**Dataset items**
»»
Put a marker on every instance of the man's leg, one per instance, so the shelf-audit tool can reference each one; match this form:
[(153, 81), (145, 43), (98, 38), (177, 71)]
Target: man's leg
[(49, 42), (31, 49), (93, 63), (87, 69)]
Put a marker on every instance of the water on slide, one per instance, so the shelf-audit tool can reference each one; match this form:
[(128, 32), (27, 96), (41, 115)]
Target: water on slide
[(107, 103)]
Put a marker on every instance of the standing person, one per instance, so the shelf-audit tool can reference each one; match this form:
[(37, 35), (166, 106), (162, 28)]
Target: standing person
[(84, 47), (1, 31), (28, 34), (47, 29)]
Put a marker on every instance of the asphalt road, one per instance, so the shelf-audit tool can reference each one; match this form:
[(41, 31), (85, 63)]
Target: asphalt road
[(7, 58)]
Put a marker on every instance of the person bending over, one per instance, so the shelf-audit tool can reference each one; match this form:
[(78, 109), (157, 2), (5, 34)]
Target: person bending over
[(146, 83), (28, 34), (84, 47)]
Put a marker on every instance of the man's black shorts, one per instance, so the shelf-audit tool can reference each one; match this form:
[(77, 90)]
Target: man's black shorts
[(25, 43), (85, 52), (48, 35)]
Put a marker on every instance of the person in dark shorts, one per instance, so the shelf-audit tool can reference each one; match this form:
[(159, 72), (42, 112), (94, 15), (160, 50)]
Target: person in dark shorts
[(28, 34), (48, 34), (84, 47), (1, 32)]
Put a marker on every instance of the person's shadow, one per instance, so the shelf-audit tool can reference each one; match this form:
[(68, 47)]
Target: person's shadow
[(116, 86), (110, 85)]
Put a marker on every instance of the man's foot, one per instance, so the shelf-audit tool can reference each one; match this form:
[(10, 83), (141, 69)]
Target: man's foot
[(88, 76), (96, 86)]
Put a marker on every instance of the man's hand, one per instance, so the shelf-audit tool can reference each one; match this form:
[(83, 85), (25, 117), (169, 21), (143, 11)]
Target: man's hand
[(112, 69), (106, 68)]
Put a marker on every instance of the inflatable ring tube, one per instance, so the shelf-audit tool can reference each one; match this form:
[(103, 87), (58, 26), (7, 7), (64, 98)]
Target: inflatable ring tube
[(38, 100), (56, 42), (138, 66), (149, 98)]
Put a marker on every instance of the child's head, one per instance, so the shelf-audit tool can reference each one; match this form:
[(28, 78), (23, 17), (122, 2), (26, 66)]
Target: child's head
««
**WHAT IS REQUIRED**
Which lines run from the one containing "Put a marker on every instance of the child's" to the final line of the entries? Return those lines exactly, and only those.

**YOUR SOLUTION**
Put a marker on every instance of the child's head, one per instance, so the shelf-audit tool can reference each one; match this form:
[(28, 78), (23, 17), (122, 2), (26, 66)]
Target: child's head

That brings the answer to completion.